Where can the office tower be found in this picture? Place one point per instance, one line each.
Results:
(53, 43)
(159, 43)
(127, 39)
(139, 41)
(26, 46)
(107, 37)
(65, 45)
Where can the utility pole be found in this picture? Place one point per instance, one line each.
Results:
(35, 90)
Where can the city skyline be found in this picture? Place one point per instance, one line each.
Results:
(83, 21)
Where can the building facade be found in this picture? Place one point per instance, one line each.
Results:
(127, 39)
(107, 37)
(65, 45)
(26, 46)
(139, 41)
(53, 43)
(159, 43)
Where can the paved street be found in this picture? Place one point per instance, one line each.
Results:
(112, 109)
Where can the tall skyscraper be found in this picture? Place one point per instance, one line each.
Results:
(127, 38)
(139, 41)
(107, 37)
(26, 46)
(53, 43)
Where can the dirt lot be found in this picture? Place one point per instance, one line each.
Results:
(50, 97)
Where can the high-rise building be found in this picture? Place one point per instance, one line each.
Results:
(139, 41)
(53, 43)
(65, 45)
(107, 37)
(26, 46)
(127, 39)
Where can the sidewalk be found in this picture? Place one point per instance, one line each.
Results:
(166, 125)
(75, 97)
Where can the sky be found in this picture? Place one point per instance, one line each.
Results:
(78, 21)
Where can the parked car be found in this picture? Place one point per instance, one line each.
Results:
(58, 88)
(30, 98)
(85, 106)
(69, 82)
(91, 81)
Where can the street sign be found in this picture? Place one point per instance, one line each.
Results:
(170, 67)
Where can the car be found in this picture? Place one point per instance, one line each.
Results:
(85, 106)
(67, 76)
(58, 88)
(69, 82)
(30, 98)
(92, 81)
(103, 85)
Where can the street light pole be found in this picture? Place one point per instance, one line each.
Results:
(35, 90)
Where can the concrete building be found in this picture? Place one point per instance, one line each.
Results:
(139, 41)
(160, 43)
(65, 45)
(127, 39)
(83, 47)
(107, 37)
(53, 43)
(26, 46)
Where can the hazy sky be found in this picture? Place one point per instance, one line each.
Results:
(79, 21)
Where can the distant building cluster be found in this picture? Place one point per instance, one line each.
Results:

_Task statement_
All lines from the one containing "Where can the distant" through the end of the data, and no others, are to be given again word for word.

_Response to the task_
Where can the distant building cluster be found in this picture? Place one point per instance, one line each.
Results:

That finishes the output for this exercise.